■ Stated exercise: According to the article on the GOES-R launch, what name will GOES-R take once it is situated in orbit?

A United Launch Alliance (ULA) Atlas V rocket carrying the Geostationary Operational Environmental Satellite R-series (GOES-R) for National Aeronautics and Space Administration (NASA) and National Oceanic Atmospheric Administration (NOAA) lifted off from Cape Canaveral Air Force Station, Florida, yesterday (November 19, 2016) headed for geosynchronous orbit.
A United Launch Alliance (ULA) Atlas V rocket carrying the Geostationary Operational Environmental Satellite R-series (GOES-R) for National Aeronautics and Space Administration (NASA) and National Oceanic Atmospheric Administration (NOAA) lifted off from Cape Canaveral Air Force Station, Florida, yesterday (November 19, 2016) headed for geosynchronous orbit.
As the first in the next generation of U.S. weather satellites, GOES-R will produce images of weather patterns and severe storms as frequently as every 30 seconds, with improved timeliness and accuracy as a result of onboard GPS receivers optimized for high-altitude space missions.
A feature article in the forthcoming November/December issue of Inside GNSS describes how improved positioning, navigation, and timing (PNT) provided by advanced GNSS receivers is transforming the effectiveness of space missions at altitudes even higher than the orbits of the navigation satellites themselves.
ULA’s Atlas and Delta vehicles have successfully launched every operational GOES satellite, beginning with the launch of GOES-A in 1975, according to Laura Maginnis, ULA vice president of Custom Services.
In about two weeks, once GOES-R is situated in orbit 22,300 miles above Earth, it will be known as GOES-16. Within a year, after undergoing a checkout and validation of its six instruments, the new satellite will become operational.
In comparison, GPS satellites operate at about 12,550 miles altitude. At these higher altitudes, the “spillover” energy radiating over the limb of the Earth has come to define the utility and access of GPS. As the authors of the Inside GNSS article explain, this more challenging signal processing environment has been designated as the GPS Space Service Volume (SSV), defined as the region of space between 3,000 kilometers and GEO altitudes of about 36,000 kilometers.

[Data records]
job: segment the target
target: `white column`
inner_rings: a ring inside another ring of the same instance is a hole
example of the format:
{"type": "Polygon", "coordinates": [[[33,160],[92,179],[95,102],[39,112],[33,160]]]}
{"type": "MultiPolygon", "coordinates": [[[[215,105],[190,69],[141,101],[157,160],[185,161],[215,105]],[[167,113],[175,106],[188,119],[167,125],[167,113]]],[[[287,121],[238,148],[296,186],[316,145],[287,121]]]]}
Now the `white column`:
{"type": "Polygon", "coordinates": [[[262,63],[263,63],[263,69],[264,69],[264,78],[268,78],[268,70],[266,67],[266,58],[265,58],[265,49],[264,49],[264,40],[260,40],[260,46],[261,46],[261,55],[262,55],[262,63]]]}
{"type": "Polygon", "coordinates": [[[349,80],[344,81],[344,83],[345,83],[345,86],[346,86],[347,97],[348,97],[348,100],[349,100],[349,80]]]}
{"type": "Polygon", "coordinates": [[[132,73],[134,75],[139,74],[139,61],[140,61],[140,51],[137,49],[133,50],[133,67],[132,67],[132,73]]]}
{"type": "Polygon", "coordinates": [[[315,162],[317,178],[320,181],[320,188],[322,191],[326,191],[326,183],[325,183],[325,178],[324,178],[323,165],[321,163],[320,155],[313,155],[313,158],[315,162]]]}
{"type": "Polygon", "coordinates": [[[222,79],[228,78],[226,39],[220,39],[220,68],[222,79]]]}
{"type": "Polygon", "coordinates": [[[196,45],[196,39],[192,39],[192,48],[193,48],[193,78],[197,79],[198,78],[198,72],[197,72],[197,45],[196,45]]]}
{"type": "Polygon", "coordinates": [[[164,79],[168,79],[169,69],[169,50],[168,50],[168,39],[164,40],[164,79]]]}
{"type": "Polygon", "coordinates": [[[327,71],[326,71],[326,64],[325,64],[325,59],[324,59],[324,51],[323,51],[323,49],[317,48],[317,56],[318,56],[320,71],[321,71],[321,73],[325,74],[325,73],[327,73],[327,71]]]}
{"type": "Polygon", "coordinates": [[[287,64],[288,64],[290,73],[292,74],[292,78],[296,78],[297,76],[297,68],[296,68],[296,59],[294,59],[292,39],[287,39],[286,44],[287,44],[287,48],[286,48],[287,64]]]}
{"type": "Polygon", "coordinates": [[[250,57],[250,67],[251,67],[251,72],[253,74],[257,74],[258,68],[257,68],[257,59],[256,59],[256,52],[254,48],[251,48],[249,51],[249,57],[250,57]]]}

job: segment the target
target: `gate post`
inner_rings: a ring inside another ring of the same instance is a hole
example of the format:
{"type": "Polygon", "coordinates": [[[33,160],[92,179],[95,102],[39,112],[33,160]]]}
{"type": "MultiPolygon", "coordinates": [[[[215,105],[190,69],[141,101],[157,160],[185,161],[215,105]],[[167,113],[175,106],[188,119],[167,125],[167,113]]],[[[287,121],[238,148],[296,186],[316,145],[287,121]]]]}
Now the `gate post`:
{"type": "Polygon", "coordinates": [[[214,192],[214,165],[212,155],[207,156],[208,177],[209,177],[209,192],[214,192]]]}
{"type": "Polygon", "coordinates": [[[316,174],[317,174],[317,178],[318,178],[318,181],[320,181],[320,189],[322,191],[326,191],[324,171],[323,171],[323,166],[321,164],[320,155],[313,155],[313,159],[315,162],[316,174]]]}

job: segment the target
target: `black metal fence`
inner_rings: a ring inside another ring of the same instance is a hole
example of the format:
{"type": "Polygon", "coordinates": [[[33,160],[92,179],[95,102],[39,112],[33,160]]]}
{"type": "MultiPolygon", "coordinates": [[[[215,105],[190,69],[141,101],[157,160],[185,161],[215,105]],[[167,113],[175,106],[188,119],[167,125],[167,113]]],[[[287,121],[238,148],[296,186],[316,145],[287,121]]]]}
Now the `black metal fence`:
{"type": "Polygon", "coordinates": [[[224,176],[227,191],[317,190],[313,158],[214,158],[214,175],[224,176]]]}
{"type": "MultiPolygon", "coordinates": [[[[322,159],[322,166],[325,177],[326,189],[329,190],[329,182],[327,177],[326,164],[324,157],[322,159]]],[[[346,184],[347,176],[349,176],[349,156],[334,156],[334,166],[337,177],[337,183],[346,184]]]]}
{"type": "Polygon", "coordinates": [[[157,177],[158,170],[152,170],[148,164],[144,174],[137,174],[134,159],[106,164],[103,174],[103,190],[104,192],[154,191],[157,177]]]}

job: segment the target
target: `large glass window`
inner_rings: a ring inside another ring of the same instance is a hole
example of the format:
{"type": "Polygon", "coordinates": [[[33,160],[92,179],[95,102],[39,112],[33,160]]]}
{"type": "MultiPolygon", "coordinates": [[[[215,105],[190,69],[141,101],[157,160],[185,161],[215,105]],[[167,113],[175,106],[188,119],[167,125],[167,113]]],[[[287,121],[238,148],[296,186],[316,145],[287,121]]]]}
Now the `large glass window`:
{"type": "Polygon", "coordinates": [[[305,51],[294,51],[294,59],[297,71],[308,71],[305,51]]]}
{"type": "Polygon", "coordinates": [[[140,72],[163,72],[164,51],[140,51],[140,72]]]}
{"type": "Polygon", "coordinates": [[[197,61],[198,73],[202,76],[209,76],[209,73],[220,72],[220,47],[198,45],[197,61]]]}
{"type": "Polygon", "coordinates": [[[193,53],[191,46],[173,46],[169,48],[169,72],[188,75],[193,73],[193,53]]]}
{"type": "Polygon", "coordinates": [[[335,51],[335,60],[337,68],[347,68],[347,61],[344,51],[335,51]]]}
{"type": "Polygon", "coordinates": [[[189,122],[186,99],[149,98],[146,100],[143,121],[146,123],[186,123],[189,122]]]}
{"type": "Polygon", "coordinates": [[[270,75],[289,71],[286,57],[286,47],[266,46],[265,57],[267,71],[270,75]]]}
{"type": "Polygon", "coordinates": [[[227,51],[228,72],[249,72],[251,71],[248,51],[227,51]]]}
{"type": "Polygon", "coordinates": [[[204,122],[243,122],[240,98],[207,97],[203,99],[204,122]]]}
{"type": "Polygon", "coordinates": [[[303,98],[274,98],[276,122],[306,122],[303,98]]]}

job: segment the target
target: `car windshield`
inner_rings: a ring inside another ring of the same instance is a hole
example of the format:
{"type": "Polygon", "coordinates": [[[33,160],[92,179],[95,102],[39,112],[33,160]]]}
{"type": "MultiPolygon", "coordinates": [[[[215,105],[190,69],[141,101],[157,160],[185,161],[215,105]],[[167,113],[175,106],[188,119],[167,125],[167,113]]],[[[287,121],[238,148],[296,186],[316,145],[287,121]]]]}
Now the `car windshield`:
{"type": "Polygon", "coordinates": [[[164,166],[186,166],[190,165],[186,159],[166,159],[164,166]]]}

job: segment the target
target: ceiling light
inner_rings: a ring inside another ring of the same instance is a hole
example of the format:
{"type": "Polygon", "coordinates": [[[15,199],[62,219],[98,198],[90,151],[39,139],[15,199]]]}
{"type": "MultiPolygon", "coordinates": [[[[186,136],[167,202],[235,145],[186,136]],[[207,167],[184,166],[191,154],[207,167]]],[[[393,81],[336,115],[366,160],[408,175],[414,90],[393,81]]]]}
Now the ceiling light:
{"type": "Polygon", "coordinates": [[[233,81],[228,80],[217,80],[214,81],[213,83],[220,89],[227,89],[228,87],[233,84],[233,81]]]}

* * *

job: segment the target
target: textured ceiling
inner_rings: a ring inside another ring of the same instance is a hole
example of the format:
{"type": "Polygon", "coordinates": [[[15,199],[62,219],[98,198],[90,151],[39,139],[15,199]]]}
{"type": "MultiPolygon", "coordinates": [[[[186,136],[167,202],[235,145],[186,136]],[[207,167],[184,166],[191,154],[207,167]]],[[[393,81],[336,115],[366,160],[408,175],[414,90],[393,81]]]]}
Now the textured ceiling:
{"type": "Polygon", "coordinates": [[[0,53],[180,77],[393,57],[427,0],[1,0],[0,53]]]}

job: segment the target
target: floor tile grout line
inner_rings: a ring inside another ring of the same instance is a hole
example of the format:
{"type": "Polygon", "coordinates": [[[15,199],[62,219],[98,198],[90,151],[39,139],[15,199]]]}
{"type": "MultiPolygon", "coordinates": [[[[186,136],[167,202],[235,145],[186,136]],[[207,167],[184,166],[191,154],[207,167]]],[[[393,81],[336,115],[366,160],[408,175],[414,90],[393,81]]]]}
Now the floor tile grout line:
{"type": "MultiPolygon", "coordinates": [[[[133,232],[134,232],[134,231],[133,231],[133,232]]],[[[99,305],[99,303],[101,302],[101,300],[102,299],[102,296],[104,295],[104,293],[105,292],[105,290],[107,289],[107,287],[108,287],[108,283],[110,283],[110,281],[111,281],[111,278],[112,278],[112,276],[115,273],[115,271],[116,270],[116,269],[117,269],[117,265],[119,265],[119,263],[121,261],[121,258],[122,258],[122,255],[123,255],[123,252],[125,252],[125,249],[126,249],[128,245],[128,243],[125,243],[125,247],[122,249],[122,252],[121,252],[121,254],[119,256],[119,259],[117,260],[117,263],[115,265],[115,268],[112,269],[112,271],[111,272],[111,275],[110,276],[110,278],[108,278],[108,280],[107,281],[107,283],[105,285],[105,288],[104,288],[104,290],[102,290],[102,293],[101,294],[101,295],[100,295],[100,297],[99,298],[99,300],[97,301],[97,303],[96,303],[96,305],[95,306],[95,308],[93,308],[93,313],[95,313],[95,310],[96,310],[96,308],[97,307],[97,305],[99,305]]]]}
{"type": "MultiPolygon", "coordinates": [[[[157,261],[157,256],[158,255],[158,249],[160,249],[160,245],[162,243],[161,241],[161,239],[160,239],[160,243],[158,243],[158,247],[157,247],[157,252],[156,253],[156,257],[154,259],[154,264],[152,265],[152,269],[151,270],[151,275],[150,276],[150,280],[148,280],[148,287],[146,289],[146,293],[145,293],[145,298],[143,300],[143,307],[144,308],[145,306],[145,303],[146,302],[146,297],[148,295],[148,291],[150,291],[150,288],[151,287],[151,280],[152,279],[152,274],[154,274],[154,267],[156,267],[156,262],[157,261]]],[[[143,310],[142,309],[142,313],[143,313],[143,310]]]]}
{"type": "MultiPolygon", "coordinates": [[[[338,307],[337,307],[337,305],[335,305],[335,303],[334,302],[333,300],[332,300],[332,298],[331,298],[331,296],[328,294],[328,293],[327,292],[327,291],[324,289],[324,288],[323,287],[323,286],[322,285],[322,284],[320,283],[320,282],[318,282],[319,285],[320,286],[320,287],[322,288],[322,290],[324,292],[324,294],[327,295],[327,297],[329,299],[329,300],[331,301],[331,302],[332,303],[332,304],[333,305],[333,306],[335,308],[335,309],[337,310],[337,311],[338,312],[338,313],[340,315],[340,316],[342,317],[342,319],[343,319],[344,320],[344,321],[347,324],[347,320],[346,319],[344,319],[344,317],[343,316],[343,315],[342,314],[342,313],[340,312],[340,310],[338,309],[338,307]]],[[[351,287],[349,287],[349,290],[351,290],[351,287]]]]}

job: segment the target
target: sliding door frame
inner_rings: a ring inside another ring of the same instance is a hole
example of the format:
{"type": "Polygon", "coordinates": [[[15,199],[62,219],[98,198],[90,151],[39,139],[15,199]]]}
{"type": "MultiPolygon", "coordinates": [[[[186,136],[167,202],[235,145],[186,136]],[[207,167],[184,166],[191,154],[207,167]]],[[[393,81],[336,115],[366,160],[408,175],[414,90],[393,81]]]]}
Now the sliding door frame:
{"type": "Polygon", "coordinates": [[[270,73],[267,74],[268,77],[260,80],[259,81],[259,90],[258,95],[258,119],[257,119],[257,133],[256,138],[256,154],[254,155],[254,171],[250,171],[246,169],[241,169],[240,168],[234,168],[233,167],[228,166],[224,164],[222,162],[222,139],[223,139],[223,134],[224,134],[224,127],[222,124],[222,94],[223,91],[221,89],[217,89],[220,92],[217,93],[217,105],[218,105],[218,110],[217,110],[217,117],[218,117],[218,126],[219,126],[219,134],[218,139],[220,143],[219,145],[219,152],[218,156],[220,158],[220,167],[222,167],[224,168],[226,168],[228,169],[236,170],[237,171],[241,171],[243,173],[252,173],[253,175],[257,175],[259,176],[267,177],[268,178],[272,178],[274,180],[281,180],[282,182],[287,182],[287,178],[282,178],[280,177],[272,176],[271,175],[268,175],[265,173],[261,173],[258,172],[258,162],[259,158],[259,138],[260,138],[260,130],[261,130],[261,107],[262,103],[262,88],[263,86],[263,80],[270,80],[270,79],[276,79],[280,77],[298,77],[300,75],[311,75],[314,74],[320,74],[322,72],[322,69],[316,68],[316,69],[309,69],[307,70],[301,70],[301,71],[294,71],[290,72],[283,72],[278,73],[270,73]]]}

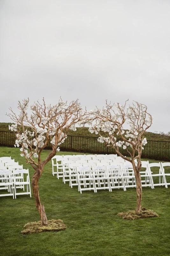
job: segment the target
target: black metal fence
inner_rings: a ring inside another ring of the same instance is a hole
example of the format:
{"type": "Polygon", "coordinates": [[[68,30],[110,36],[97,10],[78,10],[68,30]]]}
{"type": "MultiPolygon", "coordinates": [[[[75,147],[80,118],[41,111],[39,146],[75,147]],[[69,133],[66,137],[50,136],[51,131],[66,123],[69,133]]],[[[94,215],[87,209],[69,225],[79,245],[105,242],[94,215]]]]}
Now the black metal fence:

* * *

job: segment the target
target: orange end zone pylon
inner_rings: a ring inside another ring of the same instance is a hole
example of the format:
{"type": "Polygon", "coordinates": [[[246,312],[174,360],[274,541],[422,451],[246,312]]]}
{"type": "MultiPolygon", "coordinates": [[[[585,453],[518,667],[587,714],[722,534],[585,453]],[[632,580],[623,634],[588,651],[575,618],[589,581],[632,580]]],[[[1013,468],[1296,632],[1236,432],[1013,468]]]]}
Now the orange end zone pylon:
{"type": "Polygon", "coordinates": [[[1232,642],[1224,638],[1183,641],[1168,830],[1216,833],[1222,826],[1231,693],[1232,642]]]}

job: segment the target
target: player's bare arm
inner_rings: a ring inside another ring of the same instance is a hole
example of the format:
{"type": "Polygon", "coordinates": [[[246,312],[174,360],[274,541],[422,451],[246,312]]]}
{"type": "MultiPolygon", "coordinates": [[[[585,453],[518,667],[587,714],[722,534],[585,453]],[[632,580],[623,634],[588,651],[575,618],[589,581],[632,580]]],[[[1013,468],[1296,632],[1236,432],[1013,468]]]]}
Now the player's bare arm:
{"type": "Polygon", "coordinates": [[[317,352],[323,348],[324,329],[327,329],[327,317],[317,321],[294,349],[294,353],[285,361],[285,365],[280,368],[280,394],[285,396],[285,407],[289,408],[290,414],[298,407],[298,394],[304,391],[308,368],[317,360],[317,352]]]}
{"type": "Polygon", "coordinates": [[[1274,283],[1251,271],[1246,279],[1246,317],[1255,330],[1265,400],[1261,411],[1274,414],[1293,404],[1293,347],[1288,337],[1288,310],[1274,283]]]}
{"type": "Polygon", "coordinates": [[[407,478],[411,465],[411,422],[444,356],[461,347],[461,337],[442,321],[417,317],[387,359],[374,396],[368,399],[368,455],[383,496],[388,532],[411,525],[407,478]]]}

■ Answer to the problem: GOES-16